Records:
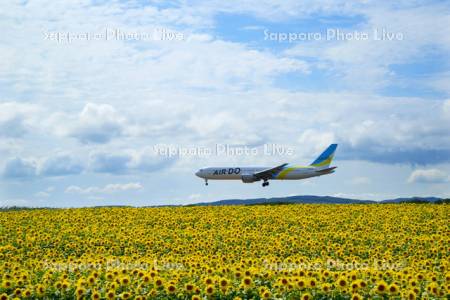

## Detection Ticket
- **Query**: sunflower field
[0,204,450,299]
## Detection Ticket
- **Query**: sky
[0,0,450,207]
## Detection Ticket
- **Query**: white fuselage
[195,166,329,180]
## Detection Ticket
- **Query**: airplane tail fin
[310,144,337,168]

...

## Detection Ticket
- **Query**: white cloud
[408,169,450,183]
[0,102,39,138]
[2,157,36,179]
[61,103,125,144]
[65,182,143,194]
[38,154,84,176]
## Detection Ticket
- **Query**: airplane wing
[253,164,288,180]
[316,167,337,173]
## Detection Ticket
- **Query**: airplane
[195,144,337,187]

==

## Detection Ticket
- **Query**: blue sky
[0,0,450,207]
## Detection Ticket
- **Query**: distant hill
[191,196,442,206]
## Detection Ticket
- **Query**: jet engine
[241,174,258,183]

◆ **WRITTEN EXERCISE**: Report every line in the records above that contains the word "white", matching case exactly.

◆ **ANSWER IN FULL**:
- **Query**: white fuselage
- **Query**: white cloud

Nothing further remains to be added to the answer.